* Work required *
A word-for-word copy of the entries is needed, and it should contain no images.

Given data below:

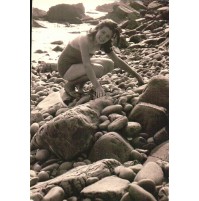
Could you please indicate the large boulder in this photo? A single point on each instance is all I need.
(70, 133)
(161, 152)
(66, 13)
(157, 92)
(75, 179)
(110, 188)
(111, 145)
(151, 117)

End of Given data.

* Result *
Could you please indicate the large boulder in this photo? A single point on each instance is all I need.
(70, 133)
(161, 152)
(66, 13)
(157, 92)
(75, 179)
(110, 188)
(111, 145)
(151, 117)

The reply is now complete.